→ **Task description**: Filter the data for "backpack" and copy matching lines.

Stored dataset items
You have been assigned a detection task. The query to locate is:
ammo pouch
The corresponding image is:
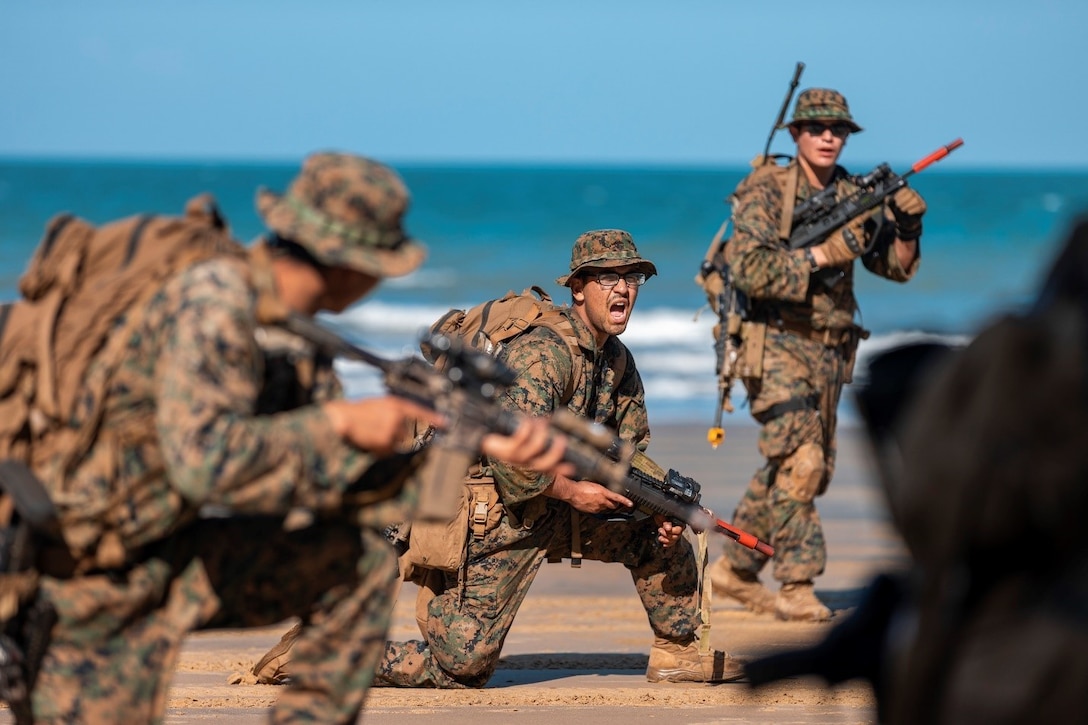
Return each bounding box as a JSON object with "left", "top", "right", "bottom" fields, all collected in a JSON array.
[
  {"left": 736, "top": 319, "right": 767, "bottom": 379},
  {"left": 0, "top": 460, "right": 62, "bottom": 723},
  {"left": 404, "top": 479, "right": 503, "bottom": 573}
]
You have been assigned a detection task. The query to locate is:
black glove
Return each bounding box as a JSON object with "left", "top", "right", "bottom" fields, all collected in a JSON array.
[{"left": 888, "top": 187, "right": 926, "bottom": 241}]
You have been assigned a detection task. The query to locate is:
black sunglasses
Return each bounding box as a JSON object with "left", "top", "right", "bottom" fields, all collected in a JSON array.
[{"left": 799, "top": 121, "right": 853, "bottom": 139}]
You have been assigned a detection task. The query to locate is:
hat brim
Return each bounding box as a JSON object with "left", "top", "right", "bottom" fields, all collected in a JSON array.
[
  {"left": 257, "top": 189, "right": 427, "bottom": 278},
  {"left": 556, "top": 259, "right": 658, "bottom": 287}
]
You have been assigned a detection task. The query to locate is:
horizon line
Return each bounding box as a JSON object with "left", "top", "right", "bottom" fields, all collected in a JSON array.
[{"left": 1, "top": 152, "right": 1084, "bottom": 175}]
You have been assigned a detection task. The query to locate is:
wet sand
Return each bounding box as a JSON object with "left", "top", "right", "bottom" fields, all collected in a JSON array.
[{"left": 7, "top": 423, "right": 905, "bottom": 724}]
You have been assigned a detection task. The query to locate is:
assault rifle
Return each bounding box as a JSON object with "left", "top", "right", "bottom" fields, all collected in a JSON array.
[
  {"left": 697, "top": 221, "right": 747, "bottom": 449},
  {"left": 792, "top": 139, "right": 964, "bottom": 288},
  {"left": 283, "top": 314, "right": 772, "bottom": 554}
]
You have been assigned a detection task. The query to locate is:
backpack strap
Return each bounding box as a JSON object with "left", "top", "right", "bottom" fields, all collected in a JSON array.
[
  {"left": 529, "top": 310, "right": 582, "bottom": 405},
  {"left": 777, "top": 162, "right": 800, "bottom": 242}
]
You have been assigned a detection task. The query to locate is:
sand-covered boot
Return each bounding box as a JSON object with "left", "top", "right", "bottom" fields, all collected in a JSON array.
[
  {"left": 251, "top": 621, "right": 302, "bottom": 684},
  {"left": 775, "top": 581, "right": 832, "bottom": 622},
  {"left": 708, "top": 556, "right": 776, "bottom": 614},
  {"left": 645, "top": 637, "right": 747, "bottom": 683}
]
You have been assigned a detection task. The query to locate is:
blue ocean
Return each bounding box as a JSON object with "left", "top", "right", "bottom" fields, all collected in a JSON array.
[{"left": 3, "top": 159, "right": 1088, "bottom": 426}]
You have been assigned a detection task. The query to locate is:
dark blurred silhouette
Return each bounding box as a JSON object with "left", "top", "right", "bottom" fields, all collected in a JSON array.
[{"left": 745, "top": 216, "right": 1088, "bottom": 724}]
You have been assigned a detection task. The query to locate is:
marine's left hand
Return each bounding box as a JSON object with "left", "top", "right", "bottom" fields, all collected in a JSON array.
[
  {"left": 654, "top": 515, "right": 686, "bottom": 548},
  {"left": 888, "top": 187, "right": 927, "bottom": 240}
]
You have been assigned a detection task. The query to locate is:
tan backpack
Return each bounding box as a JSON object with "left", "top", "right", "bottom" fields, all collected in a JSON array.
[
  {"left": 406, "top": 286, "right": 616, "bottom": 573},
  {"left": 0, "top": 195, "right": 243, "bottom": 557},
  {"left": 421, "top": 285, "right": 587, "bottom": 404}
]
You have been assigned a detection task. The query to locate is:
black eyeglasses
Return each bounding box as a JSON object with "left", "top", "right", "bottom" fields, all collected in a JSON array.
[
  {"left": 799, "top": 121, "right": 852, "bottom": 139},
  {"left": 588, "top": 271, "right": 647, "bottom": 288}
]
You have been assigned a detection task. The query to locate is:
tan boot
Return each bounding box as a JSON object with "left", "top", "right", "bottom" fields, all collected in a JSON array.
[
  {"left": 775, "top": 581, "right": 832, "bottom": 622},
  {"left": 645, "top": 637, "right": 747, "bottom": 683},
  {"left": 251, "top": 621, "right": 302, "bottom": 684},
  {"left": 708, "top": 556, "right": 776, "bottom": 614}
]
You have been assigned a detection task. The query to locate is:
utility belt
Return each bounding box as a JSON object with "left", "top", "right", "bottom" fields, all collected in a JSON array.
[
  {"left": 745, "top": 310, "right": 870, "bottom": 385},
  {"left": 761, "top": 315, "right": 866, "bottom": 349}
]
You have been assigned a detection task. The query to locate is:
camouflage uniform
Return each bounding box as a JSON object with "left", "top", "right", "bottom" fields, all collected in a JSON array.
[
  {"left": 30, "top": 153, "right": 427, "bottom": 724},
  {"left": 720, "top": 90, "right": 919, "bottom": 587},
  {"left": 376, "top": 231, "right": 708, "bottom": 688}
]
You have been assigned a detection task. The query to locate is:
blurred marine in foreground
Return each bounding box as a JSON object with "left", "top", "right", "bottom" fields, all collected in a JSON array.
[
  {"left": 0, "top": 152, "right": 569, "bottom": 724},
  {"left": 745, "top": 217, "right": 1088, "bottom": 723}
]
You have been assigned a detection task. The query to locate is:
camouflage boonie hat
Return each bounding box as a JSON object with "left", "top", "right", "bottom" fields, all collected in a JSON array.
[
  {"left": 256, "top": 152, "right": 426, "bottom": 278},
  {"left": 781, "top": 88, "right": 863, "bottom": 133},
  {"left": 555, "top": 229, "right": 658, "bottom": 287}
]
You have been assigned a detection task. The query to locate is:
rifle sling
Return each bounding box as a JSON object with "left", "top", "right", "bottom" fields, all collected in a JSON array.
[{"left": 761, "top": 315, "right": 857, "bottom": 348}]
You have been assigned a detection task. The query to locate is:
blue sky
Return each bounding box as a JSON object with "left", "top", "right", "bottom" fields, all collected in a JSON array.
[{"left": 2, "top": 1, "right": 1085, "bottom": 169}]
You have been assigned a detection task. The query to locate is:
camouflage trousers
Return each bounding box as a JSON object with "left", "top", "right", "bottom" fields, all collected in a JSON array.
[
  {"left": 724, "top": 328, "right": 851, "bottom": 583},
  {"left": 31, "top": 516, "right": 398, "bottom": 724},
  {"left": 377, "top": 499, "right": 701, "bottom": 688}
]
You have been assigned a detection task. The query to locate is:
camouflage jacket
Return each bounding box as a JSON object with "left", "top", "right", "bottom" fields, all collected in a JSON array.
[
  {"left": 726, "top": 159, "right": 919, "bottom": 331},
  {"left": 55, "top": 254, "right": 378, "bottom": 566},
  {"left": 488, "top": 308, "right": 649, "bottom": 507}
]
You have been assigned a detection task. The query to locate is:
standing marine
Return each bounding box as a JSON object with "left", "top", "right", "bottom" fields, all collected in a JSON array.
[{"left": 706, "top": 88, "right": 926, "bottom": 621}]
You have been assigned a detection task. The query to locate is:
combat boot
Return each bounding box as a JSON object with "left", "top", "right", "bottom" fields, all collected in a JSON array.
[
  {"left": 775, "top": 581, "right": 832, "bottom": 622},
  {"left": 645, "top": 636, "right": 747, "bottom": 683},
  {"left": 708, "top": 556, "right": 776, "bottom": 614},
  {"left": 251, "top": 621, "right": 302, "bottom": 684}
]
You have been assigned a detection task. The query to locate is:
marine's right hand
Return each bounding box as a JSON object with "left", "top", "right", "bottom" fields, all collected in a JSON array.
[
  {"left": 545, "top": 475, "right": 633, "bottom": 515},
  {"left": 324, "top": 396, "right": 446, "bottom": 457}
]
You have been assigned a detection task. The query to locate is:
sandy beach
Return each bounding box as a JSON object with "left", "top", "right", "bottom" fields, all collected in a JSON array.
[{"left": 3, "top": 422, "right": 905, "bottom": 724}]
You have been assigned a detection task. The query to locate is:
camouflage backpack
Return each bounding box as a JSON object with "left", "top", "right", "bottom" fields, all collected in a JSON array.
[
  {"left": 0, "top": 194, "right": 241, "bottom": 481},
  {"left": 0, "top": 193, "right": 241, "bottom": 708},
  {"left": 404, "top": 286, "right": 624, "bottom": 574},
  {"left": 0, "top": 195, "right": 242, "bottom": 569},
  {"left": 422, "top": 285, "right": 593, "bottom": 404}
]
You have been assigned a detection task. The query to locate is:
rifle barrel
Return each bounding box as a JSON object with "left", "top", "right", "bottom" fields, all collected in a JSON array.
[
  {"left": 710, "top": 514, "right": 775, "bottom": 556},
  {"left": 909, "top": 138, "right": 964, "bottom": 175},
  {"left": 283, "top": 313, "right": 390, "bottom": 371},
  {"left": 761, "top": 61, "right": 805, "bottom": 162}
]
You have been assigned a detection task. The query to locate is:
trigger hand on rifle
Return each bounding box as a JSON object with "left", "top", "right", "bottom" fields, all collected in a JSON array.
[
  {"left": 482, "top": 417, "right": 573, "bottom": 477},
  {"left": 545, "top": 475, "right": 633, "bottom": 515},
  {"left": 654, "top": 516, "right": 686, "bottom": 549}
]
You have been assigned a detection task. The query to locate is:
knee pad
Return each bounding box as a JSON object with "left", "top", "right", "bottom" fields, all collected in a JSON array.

→ **Answer to this problem**:
backpack strap
tan backpack
camouflage backpack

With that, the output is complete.